#### Task to complete
Output the listing exactly, leaving out no line.

#### Source data

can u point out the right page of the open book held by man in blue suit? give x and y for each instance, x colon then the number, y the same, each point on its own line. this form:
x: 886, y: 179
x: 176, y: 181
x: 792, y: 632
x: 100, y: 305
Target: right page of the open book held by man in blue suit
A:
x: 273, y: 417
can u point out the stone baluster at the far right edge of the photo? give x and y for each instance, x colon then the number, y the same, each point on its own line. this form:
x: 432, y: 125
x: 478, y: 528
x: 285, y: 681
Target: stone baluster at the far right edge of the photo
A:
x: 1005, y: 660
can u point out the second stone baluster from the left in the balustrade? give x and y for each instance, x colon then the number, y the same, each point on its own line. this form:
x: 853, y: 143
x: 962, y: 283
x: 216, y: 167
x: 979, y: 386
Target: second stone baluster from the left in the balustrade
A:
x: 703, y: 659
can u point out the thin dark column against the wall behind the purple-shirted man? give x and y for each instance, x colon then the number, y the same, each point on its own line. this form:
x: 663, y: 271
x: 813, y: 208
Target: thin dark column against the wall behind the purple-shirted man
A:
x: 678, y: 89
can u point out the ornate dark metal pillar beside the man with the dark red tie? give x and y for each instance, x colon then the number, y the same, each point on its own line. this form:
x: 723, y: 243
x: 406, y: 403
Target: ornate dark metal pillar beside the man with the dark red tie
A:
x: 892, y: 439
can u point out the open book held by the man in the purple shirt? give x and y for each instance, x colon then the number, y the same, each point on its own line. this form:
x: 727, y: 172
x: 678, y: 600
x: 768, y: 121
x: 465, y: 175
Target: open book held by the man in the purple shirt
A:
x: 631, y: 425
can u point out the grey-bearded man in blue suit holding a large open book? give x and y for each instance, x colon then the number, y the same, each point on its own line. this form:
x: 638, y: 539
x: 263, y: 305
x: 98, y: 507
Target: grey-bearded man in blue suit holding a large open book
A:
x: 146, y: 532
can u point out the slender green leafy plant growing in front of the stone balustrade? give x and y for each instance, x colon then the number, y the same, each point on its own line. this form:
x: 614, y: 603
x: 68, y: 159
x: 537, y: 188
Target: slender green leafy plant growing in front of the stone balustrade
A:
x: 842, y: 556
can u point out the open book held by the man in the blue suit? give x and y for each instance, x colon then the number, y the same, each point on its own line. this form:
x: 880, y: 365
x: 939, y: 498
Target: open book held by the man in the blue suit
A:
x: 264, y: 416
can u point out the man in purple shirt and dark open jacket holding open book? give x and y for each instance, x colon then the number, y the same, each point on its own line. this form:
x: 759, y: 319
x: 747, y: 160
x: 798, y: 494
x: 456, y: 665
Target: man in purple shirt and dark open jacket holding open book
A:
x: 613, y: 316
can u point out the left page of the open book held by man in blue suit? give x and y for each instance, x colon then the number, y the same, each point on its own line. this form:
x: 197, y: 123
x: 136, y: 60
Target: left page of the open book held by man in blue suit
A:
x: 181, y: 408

#### Task response
can u point out the right page of the open book held by man in blue suit? give x and y for each instance, x colon then the number, y the same, each point on its own line. this form:
x: 886, y: 179
x: 176, y: 181
x: 792, y: 632
x: 100, y: 305
Target: right page of the open book held by man in blue suit
A:
x: 273, y: 417
can u point out the stone baluster at the far right edge of the photo? give x and y for each instance, x colon then the number, y the same, each point on its own line. this form:
x: 432, y: 125
x: 478, y: 528
x: 285, y: 681
Target: stone baluster at the far right edge of the photo
A:
x: 1005, y: 660
can u point out the second stone baluster from the left in the balustrade? give x and y for each instance, x colon then the number, y the same, each point on its own line. this form:
x: 853, y: 143
x: 962, y: 283
x: 216, y: 167
x: 979, y: 386
Target: second stone baluster from the left in the balustrade
A:
x: 703, y: 659
can u point out the thin dark column against the wall behind the purple-shirted man? give x and y for each instance, x colon then the number, y the same, each point on its own line. this form:
x: 663, y: 271
x: 813, y: 208
Target: thin dark column against the wall behind the purple-shirted man
A:
x: 678, y: 89
can u point out the ornate dark metal pillar beside the man with the dark red tie? give x and y for each instance, x colon then the number, y the same, each point on its own line. this form:
x: 723, y: 243
x: 406, y: 403
Target: ornate dark metal pillar beside the man with the dark red tie
A:
x: 892, y: 439
can u point out the open book held by the man in the purple shirt? give x and y for each instance, x colon then the number, y the same, each point on its own line. this form:
x: 727, y: 172
x: 678, y: 600
x: 768, y: 121
x: 465, y: 175
Target: open book held by the man in the purple shirt
A:
x: 631, y: 425
can u point out the grey-bearded man in blue suit holding a large open book? give x and y for each instance, x colon then the number, y the same, each point on its own line. this form:
x: 638, y: 539
x: 263, y: 305
x: 98, y: 507
Target: grey-bearded man in blue suit holding a large open book
A:
x: 146, y: 532
can u point out the slender green leafy plant growing in front of the stone balustrade? give x and y for each instance, x colon then the number, y the same, each point on its own line. this form:
x: 614, y: 603
x: 68, y: 159
x: 537, y: 188
Target: slender green leafy plant growing in front of the stone balustrade
A:
x: 842, y: 556
can u point out the open book held by the man in the blue suit? give x and y for each instance, x colon then the number, y the same, each point on its own line. this form:
x: 880, y: 365
x: 939, y: 498
Target: open book held by the man in the blue suit
A:
x: 264, y: 416
can u point out the man in purple shirt and dark open jacket holding open book? give x and y for each instance, x colon then the number, y the same, each point on its own line. this form:
x: 759, y: 319
x: 747, y: 160
x: 798, y: 494
x: 456, y: 665
Target: man in purple shirt and dark open jacket holding open book
A:
x: 613, y: 316
can u point out the left page of the open book held by man in blue suit? give x and y for each instance, x colon then the number, y the same, each point on its own line. this form:
x: 197, y: 123
x: 136, y: 60
Target: left page of the open book held by man in blue suit
A:
x: 181, y: 408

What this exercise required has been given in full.